抜粋本文:
########################################
かつて、介護の仕事を始めて研修などに参加する中で、障害の受容の段階に応じて寄り添い言動に気を付けましょうという内容の研修があった。その場では、明らかに身体的な障害を持った方向けの内容であったと記憶している。

すべての人が同じ順序や感情を経験するわけではないことを前置きに

ショック→否認→怒り→取引→抑うつ→受容

という段階をたどるとエリザベス・キュープラー=ロスが提唱されている。

突然、

脳梗塞から片麻痺になる。事故に合い足を欠損する。作業中に機械で指を切断する。。。

など、五体満足であることの幸せを感じている最中、なにも考えずにごくごく普通に生活していた時、つらい日々に明け暮れている中、などその障害を持つ前の状況はさまざまであったことは簡単に想像がつくものです。
########################################
[データのまとまり]
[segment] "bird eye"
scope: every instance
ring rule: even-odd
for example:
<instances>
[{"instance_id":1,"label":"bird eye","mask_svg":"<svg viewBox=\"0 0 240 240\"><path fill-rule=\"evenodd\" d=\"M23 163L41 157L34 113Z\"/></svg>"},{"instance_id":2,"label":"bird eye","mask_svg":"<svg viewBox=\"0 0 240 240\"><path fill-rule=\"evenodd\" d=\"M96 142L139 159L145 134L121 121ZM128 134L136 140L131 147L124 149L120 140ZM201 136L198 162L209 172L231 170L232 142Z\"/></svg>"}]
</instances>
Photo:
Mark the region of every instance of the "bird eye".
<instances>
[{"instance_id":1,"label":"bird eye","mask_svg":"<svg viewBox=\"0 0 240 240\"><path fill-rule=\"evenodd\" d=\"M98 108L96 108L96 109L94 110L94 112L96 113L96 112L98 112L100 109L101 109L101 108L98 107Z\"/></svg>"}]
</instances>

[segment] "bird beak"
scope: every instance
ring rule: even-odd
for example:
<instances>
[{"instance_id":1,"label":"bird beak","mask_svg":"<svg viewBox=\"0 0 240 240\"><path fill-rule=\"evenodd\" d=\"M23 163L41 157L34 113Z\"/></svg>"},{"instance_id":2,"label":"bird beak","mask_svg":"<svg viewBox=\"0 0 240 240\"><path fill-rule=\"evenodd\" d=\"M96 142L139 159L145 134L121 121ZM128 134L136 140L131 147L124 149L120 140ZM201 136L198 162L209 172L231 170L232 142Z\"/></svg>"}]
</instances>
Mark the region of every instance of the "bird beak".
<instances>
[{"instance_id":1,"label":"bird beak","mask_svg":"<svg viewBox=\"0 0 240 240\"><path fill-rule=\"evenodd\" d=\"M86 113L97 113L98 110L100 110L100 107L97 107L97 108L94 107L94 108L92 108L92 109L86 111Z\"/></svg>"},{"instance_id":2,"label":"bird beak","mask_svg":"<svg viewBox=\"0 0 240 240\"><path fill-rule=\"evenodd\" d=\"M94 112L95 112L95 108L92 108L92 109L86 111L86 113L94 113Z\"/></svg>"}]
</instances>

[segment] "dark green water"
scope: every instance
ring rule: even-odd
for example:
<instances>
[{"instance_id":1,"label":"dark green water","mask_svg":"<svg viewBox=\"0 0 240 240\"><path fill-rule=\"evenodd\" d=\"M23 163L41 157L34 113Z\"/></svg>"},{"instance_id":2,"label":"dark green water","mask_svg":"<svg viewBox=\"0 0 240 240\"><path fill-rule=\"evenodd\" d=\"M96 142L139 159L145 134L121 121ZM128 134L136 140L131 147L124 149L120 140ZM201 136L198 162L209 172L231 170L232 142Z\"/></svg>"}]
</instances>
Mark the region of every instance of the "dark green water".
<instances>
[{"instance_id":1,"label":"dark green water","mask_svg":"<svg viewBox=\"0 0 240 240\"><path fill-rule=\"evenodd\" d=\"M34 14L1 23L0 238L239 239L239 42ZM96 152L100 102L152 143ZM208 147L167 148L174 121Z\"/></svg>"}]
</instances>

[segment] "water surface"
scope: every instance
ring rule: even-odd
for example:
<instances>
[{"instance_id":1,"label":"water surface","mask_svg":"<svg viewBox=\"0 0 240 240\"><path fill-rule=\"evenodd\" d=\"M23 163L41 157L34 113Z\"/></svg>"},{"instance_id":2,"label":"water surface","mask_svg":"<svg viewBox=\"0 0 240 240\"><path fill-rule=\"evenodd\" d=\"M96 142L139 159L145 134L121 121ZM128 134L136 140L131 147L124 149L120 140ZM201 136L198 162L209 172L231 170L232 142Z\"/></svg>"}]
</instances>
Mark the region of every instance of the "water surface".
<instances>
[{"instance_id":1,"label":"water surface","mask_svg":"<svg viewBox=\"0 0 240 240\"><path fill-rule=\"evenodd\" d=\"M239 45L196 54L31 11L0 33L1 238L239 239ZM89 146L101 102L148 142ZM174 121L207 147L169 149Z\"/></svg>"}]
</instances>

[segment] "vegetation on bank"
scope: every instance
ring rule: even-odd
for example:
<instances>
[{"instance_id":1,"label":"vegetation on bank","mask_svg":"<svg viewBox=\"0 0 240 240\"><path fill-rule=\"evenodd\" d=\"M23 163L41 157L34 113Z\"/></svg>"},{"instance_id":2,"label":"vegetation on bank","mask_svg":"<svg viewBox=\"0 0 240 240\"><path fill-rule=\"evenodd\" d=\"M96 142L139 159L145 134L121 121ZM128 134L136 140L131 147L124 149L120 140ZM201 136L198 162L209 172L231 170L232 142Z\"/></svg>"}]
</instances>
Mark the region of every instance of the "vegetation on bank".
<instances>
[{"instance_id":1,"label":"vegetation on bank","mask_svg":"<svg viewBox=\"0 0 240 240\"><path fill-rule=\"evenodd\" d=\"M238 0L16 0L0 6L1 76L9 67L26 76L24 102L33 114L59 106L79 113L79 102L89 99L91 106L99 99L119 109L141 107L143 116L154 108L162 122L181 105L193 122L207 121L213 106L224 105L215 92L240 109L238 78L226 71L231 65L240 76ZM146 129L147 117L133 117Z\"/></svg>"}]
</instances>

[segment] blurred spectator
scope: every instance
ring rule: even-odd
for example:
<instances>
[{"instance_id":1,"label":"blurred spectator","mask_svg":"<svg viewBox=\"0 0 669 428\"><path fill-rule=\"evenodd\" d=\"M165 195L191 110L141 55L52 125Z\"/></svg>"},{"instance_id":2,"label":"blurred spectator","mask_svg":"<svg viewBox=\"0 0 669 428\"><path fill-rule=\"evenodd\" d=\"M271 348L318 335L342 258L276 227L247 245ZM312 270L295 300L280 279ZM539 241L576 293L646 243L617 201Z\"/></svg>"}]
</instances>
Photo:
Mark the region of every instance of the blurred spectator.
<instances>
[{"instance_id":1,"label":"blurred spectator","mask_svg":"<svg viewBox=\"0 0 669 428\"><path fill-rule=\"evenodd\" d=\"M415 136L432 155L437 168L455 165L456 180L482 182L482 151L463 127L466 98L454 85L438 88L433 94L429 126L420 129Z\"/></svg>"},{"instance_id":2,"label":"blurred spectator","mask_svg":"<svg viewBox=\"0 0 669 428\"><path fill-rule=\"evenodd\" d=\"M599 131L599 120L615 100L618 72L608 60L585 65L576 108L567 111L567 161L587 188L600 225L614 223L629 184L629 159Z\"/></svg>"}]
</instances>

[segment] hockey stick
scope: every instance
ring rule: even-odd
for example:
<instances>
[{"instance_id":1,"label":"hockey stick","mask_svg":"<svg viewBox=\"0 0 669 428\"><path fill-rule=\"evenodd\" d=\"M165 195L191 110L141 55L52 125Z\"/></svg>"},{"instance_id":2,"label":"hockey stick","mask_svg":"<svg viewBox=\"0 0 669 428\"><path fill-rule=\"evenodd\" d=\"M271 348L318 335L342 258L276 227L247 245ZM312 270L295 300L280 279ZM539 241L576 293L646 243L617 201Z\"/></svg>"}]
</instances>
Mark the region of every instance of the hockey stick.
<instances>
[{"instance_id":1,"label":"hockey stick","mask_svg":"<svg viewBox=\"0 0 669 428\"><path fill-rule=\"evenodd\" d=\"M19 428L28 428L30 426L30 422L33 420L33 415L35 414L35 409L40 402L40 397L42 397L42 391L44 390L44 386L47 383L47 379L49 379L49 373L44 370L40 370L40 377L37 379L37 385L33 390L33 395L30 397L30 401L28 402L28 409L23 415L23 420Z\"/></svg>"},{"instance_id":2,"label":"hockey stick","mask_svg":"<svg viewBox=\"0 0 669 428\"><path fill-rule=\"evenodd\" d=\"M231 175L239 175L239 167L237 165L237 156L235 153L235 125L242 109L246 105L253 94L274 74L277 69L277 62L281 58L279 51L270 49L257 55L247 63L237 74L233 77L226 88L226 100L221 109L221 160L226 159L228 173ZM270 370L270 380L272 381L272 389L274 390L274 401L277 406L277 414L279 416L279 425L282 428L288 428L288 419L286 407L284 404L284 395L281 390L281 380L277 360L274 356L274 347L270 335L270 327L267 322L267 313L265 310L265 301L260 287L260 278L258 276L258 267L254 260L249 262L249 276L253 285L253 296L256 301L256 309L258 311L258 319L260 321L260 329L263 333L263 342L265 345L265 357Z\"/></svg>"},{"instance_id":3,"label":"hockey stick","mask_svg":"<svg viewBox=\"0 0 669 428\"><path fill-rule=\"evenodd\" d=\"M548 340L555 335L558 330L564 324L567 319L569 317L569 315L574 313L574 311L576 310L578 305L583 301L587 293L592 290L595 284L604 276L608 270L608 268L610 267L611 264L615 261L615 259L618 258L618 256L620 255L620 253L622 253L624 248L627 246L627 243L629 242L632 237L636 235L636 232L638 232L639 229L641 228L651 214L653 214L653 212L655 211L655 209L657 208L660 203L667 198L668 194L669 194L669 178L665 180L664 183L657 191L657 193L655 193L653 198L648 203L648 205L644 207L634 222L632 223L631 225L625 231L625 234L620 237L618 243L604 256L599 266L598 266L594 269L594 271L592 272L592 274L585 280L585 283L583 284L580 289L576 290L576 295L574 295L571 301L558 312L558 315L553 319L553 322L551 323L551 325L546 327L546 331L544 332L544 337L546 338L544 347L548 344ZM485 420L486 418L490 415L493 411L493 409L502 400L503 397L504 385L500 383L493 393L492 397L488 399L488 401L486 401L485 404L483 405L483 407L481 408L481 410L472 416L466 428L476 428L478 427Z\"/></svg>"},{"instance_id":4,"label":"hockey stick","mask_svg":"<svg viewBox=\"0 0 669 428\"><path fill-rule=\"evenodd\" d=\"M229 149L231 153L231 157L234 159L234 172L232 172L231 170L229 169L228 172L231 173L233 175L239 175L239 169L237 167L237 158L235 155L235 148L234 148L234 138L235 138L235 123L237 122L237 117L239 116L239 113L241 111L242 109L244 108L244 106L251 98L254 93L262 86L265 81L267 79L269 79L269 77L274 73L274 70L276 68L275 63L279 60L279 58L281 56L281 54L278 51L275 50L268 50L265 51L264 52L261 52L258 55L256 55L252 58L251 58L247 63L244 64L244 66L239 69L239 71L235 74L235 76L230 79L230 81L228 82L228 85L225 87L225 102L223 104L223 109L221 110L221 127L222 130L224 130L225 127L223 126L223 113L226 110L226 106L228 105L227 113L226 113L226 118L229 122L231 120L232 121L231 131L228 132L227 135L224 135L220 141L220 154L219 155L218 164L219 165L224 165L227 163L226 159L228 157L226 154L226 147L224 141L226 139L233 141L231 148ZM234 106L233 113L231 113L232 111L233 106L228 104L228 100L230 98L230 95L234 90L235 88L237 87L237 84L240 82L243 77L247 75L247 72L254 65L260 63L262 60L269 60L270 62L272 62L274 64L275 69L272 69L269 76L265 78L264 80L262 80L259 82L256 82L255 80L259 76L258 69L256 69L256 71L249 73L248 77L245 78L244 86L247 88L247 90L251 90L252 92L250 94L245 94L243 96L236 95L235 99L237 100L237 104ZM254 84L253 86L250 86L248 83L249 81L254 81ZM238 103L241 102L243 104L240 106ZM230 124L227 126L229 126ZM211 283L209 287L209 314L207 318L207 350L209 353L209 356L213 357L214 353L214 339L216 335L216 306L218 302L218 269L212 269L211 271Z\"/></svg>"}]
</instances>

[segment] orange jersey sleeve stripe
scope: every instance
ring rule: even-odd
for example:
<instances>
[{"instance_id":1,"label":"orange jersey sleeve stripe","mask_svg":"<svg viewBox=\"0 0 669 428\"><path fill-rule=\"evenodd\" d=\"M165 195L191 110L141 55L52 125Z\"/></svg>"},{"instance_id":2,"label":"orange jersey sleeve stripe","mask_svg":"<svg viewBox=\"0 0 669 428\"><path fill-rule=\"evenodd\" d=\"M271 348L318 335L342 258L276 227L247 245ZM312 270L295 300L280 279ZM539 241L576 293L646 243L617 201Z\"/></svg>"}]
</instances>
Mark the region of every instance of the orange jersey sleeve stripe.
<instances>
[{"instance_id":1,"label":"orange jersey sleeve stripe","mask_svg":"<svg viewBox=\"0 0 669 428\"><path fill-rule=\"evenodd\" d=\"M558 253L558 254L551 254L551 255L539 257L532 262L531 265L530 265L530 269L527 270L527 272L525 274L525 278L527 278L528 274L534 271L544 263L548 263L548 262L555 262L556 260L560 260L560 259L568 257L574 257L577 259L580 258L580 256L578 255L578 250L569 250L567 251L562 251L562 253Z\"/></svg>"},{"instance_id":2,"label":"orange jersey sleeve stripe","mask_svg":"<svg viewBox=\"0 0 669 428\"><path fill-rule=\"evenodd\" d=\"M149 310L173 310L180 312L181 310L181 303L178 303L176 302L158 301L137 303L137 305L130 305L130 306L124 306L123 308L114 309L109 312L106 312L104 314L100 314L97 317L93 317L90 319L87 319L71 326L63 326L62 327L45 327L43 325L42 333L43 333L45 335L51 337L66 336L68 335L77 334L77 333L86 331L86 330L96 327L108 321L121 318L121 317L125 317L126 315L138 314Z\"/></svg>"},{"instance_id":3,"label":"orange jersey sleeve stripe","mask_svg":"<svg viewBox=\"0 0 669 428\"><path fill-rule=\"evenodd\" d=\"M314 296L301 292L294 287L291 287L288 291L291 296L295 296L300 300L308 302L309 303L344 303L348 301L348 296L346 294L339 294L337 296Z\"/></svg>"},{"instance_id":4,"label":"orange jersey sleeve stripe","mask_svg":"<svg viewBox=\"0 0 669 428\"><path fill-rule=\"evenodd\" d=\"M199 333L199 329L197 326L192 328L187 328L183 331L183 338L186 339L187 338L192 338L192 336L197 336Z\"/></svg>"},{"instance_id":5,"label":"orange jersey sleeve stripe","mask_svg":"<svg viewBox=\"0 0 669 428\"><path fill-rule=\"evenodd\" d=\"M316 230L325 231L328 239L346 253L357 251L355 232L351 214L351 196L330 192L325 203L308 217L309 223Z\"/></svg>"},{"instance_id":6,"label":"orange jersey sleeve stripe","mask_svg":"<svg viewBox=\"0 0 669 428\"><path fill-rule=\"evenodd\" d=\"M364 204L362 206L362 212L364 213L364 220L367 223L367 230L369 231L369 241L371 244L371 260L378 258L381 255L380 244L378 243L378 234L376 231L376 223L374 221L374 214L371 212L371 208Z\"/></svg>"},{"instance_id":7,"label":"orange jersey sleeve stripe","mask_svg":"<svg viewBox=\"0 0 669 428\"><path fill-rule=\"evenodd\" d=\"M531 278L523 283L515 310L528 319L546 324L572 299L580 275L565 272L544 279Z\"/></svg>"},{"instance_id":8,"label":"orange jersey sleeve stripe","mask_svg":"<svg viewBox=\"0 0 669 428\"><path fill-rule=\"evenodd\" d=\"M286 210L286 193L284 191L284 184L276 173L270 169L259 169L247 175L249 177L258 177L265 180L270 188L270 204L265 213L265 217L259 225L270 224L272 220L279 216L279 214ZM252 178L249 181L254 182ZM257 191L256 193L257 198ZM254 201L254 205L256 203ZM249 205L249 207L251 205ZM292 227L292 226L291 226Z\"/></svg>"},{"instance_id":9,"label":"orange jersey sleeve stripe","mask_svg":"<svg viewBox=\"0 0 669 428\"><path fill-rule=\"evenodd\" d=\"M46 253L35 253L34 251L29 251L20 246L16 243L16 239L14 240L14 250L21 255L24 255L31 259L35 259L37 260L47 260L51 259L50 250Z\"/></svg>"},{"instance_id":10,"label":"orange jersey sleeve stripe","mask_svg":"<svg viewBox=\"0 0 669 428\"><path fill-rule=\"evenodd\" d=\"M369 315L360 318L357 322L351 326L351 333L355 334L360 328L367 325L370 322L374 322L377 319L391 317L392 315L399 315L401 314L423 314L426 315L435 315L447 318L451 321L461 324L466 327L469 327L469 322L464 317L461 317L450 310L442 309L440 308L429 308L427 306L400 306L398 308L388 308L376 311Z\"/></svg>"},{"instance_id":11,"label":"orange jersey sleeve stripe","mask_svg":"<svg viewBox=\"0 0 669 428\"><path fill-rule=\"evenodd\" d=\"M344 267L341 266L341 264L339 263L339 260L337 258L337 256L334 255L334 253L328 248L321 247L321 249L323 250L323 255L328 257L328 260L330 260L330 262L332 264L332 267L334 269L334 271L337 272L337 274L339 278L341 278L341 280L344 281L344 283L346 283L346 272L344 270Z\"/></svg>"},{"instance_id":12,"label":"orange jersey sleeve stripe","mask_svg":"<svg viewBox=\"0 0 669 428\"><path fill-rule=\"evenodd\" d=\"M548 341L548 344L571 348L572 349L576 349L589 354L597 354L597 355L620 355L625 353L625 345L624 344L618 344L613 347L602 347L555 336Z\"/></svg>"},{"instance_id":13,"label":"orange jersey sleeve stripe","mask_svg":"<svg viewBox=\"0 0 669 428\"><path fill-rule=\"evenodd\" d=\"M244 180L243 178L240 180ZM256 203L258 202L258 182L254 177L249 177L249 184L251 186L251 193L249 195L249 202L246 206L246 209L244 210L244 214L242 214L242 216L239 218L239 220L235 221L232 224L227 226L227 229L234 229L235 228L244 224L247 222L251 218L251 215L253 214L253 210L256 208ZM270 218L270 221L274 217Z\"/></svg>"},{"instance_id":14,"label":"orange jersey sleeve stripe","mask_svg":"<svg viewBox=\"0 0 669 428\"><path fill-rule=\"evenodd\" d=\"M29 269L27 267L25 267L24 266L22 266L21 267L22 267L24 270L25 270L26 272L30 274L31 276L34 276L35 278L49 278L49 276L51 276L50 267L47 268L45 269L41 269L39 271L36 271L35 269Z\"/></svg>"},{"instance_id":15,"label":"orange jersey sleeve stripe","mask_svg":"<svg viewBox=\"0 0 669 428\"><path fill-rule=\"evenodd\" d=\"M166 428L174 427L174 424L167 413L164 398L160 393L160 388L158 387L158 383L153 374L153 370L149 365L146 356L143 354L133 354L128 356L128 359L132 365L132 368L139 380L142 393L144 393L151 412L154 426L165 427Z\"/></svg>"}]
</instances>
########################################
課題一覧:
1 – 本文について、次の問いに答えてください。
(a) 研修の内容は、どのような方向けのものだったと記憶されていますか。
(b) 障害の受容の段階をたどると提唱した人物は誰ですか。
(c) 作業中に機械で切断すると書かれているのは、体のどの部分ですか。
2 – 本文のうち、「という段階をたどるとエリザベス・キュープラー=ロスが提唱されている。」で始まり「は簡単に想像がつくものです。」まで続く部分を、一字一句変えずに繰り返して書いてください。

期待される解答:
1 –
(a) 明らかに身体的な障害を持った方向けの内容でした。
(b) エリザベス・キュープラー=ロスです。
(c) 指です。

2 –
という段階をたどるとエリザベス・キュープラー=ロスが提唱されている。

突然、

脳梗塞から片麻痺になる。事故に合い足を欠損する。作業中に機械で指を切断する。。。

など、五体満足であることの幸せを感じている最中、なにも考えずにごくごく普通に生活していた時、つらい日々に明け暮れている中、などその障害を持つ前の状況はさまざまであったことは簡単に想像がつくものです。